PROBLEMS |
1) In the blog posts, what did Zebu set down before joining the plank?
2) Pick up the blog posts about planking, cleaning, and turtles where they stop, and keep writing.
-- start of GIVEN TEXT --
Group plank

This afternoon I was hanging out in the basement with Zebu, Wildebeest, and Wildebeest’s friend, Kyle. We were sitting on the carpeted floor before Wildebeest and Kyle left to play soccer. When Wildebeest started doing stretches, I asked if he’d done his daily plank yet because I hadn’t done mine. He replied that he hadn’t and begrudgingly agreed to do one then. I hollered upstairs for Zippy to come join us and he (also begrudgingly) came downstairs.

Wildebeest set the timer on his phone and turned up some music as the three of us got in the planking position. Then Kyle joined us.  Zebu, feeling the peer pressure, set down his container of mixed nuts and assumed the position. (Emma and Marcel were also in attendance although their planking form was suspect.)

Verdict? Group planks are more fun than solitary planks. Maybe next time we’ll up the ante and try building a human plank tower.

Thankful Thursday: grateful for slovenliness

I started the day grumpy and dissatisfied with various aspects of life and when I got to work on my revisions, my grumpiness and dissatisfaction grew. BUT. I stepped away from my desk to do some cleaning before Wildebeest arrives this afternoon and I’m happy to report feeling more centered. More calm. More whatevs about life.

Today I am thankful for my dirty kitchen sink that provided an outlet for frenzied scrubbing and J. Roddy Walston and The Business for the soundtrack for said scrubbing.

Not my kitchen, but rest assured my sinks are equally shiny.

CREDIT: Photo by Matt Wignall

 

 

Twofer Tuesday: turtle edition

I’d like to think these two turtles were riveted by my presence or had surfaced to deliver an important message from their community , but the truth is they were merely hanging out in hopes I’d drop some food in the water. I had none.

Their disdain was palpable.

Rejoice!
-- end of GIVEN TEXT --
-- start of DATASET RECORDS --
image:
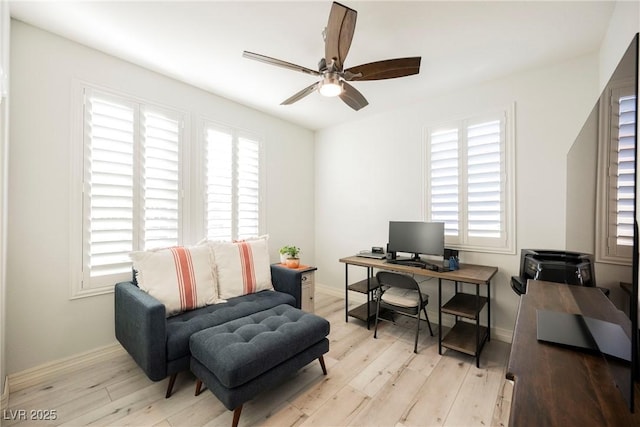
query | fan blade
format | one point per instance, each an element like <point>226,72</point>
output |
<point>279,63</point>
<point>387,69</point>
<point>339,33</point>
<point>298,96</point>
<point>352,97</point>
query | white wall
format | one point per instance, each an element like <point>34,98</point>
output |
<point>624,23</point>
<point>386,151</point>
<point>43,324</point>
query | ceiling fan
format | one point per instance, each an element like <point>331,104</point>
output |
<point>333,82</point>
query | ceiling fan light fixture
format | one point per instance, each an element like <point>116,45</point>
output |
<point>330,85</point>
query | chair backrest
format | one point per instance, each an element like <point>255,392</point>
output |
<point>397,280</point>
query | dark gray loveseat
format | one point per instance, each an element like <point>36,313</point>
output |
<point>160,345</point>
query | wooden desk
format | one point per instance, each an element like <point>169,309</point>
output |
<point>559,386</point>
<point>464,336</point>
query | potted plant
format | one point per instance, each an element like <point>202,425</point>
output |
<point>289,256</point>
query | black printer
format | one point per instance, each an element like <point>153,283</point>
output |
<point>571,268</point>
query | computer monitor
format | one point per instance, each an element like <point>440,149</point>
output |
<point>416,238</point>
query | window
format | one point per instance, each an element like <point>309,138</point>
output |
<point>131,185</point>
<point>614,228</point>
<point>470,182</point>
<point>232,170</point>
-- end of DATASET RECORDS --
PER-TASK ANSWERS |
1) His container of mixed nuts.

2)
If the sight of the blue skies fills you with joy,
if a blade of grass springing up in the fields has power to move you,
if the simple things of nature have a message that you understand,
rejoice, for your soul is alive.

~Eleonora Duse

Sunday Confessional: It’s taken me five days to write 350 words

I’m writing a new opening for my madcap middle-grade novel, one that (hopefully) sets the correct tone for the manuscript. It’s been a struggle. Over the past five days I’ve written draft after draft after draft and today started thinking I’d be better off if I gave a chimpanzee a typewriter and locked her in here while I took a long nap.

Time to step away from the keyboard . . .

Families Belong Together

I went to the Families Belong Together rally today at Civic Center Park in Denver. Turnout was high and I was grateful to be surrounded by so many outraged and engaged people. We heard music and the stories of immigrants from different parts of the globe. I cried. When the emotions felt too overwhelming, I focused on the signage.

 

 

 

 

 

 

 

 

 

 

 

 

 

 

 

 

 

 

 

 

 

As this crow flies

I’m programmed to believe it’s best to take the shortest route between Point A and Point B. Why waste time, right? Get where I want to be as quickly as possible. To do otherwise is proof I’m lost and confused.  I’m hyper-sensitive to that judgment because I have a horrible sense of direction and spend a fair amount of time feeling disoriented. I’ve literally pulled over and cried in frustration when my brain couldn’t sort out where I was headed. Even when I get somewhere without mishap, I frequently berate myself for taking a longer route than necessary.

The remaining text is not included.